§ Instructions for the task
Count each line below that has "stem" anywhere in it. Answer with the total alone.

• • • • • • •

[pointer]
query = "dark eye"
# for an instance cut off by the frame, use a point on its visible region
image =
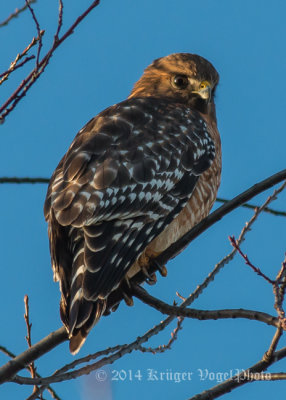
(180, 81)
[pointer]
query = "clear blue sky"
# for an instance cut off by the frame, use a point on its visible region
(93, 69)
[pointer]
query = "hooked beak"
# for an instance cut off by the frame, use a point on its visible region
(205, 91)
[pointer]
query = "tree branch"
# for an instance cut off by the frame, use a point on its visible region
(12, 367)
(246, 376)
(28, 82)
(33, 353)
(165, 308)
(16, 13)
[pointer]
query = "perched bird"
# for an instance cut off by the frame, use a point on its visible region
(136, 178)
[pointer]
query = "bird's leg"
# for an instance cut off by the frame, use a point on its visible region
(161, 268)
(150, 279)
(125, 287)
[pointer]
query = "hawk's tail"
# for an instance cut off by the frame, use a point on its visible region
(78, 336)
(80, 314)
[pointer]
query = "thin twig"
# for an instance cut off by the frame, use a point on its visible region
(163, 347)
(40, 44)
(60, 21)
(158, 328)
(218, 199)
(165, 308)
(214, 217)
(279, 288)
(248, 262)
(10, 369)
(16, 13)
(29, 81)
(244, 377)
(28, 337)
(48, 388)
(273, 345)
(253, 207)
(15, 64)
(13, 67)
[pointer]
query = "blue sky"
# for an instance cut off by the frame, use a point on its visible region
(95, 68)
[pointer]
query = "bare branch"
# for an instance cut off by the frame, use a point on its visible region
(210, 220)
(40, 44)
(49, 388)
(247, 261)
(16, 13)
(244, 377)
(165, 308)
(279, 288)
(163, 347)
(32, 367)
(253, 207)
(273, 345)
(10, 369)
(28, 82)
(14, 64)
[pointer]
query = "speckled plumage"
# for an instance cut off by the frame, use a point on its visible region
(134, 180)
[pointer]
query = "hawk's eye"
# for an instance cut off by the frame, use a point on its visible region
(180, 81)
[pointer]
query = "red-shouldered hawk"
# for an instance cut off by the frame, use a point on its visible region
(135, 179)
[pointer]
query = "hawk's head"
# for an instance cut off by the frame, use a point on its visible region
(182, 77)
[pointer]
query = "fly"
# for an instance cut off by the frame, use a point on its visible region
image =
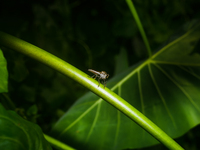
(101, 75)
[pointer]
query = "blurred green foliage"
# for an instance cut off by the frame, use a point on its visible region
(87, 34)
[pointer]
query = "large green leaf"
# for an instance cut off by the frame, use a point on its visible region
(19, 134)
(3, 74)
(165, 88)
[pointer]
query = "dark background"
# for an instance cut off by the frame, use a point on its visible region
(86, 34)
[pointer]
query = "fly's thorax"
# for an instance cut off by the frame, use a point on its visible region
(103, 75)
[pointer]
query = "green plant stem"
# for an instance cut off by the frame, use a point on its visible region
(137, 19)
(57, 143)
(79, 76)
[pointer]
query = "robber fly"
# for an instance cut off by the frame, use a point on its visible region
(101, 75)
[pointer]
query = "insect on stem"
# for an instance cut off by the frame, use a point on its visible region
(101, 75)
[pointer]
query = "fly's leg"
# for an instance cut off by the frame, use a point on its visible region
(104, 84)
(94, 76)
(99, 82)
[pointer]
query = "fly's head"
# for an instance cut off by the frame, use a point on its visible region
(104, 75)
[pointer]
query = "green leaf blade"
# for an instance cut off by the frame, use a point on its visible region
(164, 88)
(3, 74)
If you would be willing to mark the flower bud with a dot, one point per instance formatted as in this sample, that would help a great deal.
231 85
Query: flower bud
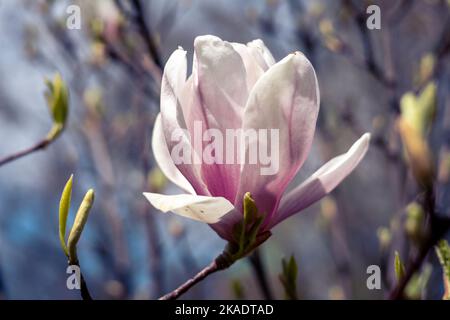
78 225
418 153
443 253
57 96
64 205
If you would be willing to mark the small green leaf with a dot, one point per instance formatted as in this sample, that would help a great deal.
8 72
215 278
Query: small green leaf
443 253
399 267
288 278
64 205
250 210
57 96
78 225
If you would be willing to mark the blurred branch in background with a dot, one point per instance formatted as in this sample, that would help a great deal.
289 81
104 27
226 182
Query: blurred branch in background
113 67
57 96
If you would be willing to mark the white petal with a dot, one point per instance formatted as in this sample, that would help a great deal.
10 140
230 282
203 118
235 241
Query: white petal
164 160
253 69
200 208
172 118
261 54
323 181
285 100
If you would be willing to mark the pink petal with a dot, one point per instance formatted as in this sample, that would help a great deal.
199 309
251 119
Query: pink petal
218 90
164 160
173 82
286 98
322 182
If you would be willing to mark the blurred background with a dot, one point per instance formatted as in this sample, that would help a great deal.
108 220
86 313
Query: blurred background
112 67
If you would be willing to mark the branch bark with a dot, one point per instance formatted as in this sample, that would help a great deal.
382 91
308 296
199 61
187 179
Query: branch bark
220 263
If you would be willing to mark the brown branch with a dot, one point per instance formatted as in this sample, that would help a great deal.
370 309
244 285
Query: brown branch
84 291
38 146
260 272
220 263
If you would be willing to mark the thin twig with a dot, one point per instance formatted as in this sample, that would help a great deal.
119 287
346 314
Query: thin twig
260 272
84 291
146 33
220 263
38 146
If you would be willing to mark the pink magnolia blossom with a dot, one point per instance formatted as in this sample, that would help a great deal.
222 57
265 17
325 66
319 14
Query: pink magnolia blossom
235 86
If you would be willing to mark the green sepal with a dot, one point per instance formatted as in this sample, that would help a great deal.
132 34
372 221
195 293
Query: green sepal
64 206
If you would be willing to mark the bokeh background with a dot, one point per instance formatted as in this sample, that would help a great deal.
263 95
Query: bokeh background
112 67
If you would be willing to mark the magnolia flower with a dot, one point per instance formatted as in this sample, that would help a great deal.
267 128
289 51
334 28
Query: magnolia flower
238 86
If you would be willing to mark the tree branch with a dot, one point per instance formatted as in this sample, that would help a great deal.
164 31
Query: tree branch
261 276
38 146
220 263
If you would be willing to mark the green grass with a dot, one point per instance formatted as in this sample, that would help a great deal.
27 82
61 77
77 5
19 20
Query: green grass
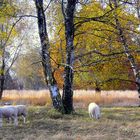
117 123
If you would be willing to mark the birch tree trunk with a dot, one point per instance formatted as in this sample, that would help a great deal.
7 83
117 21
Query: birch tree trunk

• • • • • • •

§ Solution below
2